RECORDS FOR THIS EXERCISE =>
----------

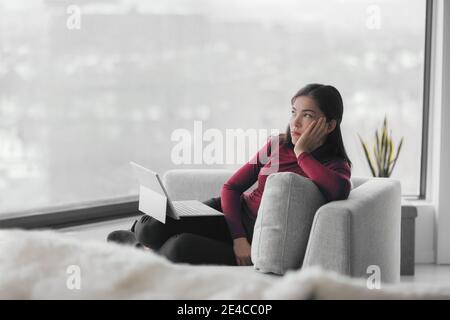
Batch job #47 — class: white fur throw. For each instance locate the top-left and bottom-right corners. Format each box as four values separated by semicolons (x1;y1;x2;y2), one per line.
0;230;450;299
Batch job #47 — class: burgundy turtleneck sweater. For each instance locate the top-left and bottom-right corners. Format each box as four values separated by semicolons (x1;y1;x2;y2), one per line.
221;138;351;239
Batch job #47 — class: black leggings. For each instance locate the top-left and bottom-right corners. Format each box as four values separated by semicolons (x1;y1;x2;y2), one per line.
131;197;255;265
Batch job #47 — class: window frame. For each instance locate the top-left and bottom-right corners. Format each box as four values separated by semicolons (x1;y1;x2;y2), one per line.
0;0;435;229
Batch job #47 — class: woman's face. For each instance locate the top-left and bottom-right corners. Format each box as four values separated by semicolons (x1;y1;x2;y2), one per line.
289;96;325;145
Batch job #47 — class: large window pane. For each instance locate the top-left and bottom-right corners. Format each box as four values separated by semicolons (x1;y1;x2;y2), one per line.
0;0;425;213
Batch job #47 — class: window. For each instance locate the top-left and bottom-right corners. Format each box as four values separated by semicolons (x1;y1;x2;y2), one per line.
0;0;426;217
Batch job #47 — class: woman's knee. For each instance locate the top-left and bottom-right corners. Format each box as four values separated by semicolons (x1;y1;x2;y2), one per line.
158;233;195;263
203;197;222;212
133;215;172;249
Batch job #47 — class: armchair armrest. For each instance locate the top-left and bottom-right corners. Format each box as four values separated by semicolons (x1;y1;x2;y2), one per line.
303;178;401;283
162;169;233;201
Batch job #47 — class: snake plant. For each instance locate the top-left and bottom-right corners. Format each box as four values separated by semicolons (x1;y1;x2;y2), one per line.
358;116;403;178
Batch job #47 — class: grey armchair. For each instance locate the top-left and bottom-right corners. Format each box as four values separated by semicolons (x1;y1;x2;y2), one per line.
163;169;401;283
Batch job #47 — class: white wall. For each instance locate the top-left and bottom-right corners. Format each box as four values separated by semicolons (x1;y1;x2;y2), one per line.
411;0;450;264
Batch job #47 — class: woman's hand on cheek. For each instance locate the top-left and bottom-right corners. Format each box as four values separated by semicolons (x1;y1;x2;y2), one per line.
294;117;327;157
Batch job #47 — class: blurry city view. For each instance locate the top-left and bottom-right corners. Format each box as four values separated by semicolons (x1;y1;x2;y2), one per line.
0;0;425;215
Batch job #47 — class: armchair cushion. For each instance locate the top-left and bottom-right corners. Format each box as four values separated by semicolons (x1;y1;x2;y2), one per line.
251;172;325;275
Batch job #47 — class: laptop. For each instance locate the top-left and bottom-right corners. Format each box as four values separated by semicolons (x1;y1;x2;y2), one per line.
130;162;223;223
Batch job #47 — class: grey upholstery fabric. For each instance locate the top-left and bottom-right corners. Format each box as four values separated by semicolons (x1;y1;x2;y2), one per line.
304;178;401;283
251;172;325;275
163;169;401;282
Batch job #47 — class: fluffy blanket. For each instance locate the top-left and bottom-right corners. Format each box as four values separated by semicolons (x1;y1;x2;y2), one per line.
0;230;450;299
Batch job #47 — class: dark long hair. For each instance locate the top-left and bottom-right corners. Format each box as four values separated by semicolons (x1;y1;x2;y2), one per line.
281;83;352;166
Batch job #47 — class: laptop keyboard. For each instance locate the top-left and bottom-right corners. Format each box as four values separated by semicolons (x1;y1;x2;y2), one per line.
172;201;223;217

----------

Copy every line of the records above word for word, leaving the pictures out.

RESPONSE TO THIS TASK =>
Batch job #47 — class: white fur throw. For each instance locate the top-left and bottom-right corners. Format each box as four values separated by semicolons (x1;y1;x2;y2), one per line.
0;230;450;299
Batch job #47 — class: burgundy turtleneck sweater. For each instance locate the top-left and bottom-right corners. Format each box as four values separated by semicolons (x1;y1;x2;y2), one per line.
221;138;351;239
Batch job #47 — class: black leggings. For each instance locate the top-left and bottom-right corners. Format each box as four values separated by semicolons (x1;y1;x2;y2), one per line.
131;197;255;265
Batch job #47 — class: window frame. For each instance locate the top-left and bottom-right corners. Format each box as four values separated by semicolons (x1;y1;x2;y2), one per line.
0;0;435;229
Batch job #47 — class: woman's face. For each instance locate the top-left and bottom-right corners. Format each box as four values separated by semicolons (x1;y1;x2;y2), one per line.
289;96;325;145
Batch job #47 — class: large window pane. For each instance locate the top-left and bottom-right corners. Format each box as four values separated by semicolons (x1;y1;x2;y2), one per line.
0;0;425;213
Batch job #47 — class: window. For each instance locate the top-left and bottom-right corners. Format each box as four values separated by semicolons (x1;y1;x2;y2), one per line.
0;0;426;217
Batch job #47 — class: woman's knee. For each instance locate the top-left and bottom-right corners. Format each box as four values separated by semicolons (x1;y1;x2;y2), one per line.
158;233;195;263
203;197;222;212
133;215;172;249
Batch job #47 — class: armchair armrest. For each instance locate the top-left and bottom-right corners. Format each box as four values separated by semicolons (x1;y1;x2;y2), one per line.
303;178;401;283
162;169;233;201
Batch job #47 — class: snake plant. For each instance locate the top-left and bottom-right corners. Format each box as four values separated by semicolons (x1;y1;x2;y2), one per line.
358;116;403;178
Batch job #47 — class: grey armchair. For each instance locate the top-left and bottom-right corners. Format each box as four values separated by semicolons (x1;y1;x2;y2), one per line.
163;169;401;283
Batch job #47 — class: white wall. For each instance locate the top-left and bottom-right corners. Format each box as four values separated by semicolons (x1;y1;x2;y2), one per line.
411;0;450;264
Batch job #47 — class: woman's hand on cheek. For each instance locate the top-left and bottom-right corners. Format each box as four values separated by semicolons (x1;y1;x2;y2), one per line.
294;117;327;157
Batch job #47 — class: blurry city view. For each instance locate the top-left and bottom-right corners. Format each box as four values separated by semicolons (x1;y1;x2;y2), one per line.
0;0;425;215
Batch job #47 — class: armchair cushion. For each instance locate the top-left and bottom-right corners. Format each box as four values separated by semicolons (x1;y1;x2;y2), one per line.
251;172;325;275
Batch job #47 — class: laptop. For each instance locate the top-left and bottom-right corners. Format each box as four values separated by semicolons (x1;y1;x2;y2), one per line.
130;162;223;223
Batch job #47 — class: grey upholstery fabric. For each instance locate the top-left and bottom-right corners. Format each box as four values separated by semicolons (x1;y1;x2;y2), one per line.
304;178;401;283
251;172;325;275
163;169;401;282
Batch job #47 — class: fluffy blanket. For each instance locate the top-left and bottom-right corners. Format each box as four values separated by semicolons (x1;y1;x2;y2), one per line.
0;230;450;299
Batch job #47 — class: dark long hair. For each instance locate the top-left and bottom-right corners. Format each box as four values separated by semicolons (x1;y1;x2;y2), one per line.
281;83;352;166
Batch job #47 — class: laptop keyboard. For each instance locate the top-left and bottom-right corners. Format each box as four values separated by semicolons (x1;y1;x2;y2), one per line.
172;201;223;217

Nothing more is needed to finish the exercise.